Dataset records
-=-=-=-=-

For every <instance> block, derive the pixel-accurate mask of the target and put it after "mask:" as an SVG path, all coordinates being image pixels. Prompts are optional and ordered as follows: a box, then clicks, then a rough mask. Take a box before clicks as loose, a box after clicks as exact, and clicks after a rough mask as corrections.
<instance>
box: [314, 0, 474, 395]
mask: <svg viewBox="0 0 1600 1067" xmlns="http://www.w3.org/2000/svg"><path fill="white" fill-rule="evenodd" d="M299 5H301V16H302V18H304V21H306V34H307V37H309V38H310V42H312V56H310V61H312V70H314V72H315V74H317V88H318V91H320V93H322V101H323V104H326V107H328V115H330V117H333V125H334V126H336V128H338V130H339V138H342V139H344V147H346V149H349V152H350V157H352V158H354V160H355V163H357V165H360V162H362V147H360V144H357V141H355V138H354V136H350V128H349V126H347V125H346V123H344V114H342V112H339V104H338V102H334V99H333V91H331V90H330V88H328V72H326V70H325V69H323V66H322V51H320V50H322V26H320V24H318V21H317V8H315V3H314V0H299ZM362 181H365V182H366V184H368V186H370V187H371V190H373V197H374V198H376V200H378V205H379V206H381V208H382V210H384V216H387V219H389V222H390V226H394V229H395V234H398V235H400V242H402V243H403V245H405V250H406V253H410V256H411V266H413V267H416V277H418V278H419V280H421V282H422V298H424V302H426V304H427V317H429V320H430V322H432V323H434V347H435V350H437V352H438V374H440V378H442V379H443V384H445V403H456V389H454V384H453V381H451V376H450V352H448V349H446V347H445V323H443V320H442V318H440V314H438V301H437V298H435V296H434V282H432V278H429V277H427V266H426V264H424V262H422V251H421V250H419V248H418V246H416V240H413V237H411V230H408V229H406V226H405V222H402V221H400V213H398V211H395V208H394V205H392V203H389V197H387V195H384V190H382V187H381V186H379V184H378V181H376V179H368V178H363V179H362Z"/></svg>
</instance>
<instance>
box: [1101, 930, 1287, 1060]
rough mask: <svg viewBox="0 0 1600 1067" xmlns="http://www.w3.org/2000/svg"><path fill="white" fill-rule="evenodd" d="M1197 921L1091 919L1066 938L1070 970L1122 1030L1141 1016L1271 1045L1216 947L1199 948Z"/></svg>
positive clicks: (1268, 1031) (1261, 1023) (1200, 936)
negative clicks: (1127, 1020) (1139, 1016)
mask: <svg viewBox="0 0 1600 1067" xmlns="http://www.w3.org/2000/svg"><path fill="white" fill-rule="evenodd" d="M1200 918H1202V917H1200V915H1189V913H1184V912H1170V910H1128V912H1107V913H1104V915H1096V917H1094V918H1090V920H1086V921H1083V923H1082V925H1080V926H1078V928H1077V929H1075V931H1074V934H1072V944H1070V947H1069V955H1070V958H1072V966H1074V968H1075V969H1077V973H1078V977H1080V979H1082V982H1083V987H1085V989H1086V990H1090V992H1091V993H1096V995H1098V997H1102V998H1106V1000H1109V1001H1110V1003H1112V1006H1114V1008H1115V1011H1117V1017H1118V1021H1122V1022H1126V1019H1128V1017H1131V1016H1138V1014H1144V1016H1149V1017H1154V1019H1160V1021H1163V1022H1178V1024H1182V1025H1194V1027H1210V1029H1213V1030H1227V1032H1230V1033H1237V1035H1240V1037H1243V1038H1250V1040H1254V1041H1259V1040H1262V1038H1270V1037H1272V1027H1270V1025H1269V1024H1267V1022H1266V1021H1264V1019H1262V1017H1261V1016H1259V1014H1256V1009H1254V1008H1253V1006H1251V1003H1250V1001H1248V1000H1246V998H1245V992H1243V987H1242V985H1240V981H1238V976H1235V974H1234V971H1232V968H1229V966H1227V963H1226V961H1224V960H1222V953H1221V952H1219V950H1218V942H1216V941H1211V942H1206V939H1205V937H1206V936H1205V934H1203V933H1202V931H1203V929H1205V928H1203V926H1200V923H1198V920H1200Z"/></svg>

-=-=-=-=-

Task instructions
Reproduce all of the items above, substituting "coarse mask" for every occurrence of "rough mask" and leaving everything else unchanged.

Result
For every <instance> block, derive the pixel-accurate mask of the target and put it after "mask:" as an SVG path, all coordinates being image pixels. Prompts are optional and ordered as follows: a box, then clicks, then a coarse mask. Take a box before clicks as loose, a box after clicks as exact, and clicks after a coarse mask as corrections.
<instance>
box: [314, 0, 474, 395]
mask: <svg viewBox="0 0 1600 1067" xmlns="http://www.w3.org/2000/svg"><path fill="white" fill-rule="evenodd" d="M299 5H301V16H302V18H304V21H306V34H307V37H309V38H310V42H312V56H310V61H312V70H314V72H315V74H317V88H318V91H320V93H322V101H323V104H326V107H328V115H330V117H333V125H334V126H336V128H338V130H339V138H342V139H344V147H346V149H349V152H350V157H352V158H354V160H355V163H357V165H360V162H362V147H360V144H357V141H355V138H354V136H350V128H349V126H347V125H346V123H344V114H342V112H339V104H338V102H334V99H333V91H331V90H330V88H328V72H326V70H325V69H323V66H322V51H320V50H322V26H320V24H318V21H317V8H315V3H314V0H299ZM362 181H365V182H366V184H368V186H370V187H371V190H373V197H374V198H376V200H378V205H379V206H381V208H382V210H384V216H387V219H389V222H390V226H394V229H395V234H398V235H400V242H402V243H403V245H405V250H406V253H410V256H411V266H413V267H416V277H418V278H419V280H421V282H422V298H424V302H426V304H427V317H429V320H430V322H432V323H434V347H435V350H437V352H438V374H440V378H442V379H443V384H445V403H456V389H454V384H453V381H451V376H450V352H448V349H446V347H445V323H443V320H442V318H440V314H438V301H437V298H435V296H434V282H432V278H429V277H427V266H426V264H424V262H422V251H421V250H419V248H418V246H416V240H413V237H411V230H408V229H406V226H405V222H402V221H400V213H398V211H395V208H394V205H392V203H389V197H387V195H384V190H382V187H381V186H379V184H378V181H376V179H368V178H363V179H362Z"/></svg>
</instance>
<instance>
box: [1101, 930, 1287, 1060]
coarse mask: <svg viewBox="0 0 1600 1067" xmlns="http://www.w3.org/2000/svg"><path fill="white" fill-rule="evenodd" d="M1197 921L1091 919L1066 938L1070 970L1122 1030L1141 1016L1271 1045L1216 947L1199 948Z"/></svg>
positive clicks: (1268, 1031) (1261, 1023) (1200, 936)
negative clicks: (1127, 1020) (1139, 1016)
mask: <svg viewBox="0 0 1600 1067" xmlns="http://www.w3.org/2000/svg"><path fill="white" fill-rule="evenodd" d="M1200 918H1202V917H1200V915H1189V913H1184V912H1170V910H1128V912H1107V913H1104V915H1096V917H1094V918H1090V920H1086V921H1083V923H1082V925H1080V926H1078V928H1077V929H1075V931H1074V934H1072V944H1070V947H1069V955H1070V958H1072V966H1074V968H1075V969H1077V973H1078V977H1080V979H1082V982H1083V987H1085V989H1086V990H1090V992H1091V993H1096V995H1098V997H1102V998H1106V1000H1109V1001H1110V1003H1112V1006H1114V1008H1115V1011H1117V1017H1118V1021H1122V1022H1126V1019H1128V1017H1131V1016H1138V1014H1144V1016H1149V1017H1154V1019H1160V1021H1163V1022H1178V1024H1182V1025H1194V1027H1210V1029H1213V1030H1227V1032H1230V1033H1237V1035H1240V1037H1243V1038H1250V1040H1254V1041H1259V1040H1262V1038H1270V1037H1272V1027H1270V1025H1269V1024H1267V1022H1266V1021H1264V1019H1262V1017H1261V1016H1259V1014H1256V1009H1254V1008H1253V1006H1251V1003H1250V1001H1248V1000H1246V998H1245V992H1243V987H1242V985H1240V981H1238V976H1235V974H1234V971H1232V968H1229V966H1227V963H1226V961H1224V960H1222V953H1221V952H1219V950H1218V942H1216V941H1211V942H1206V939H1205V937H1206V936H1205V934H1203V933H1202V931H1203V929H1205V928H1203V926H1200V923H1198V920H1200Z"/></svg>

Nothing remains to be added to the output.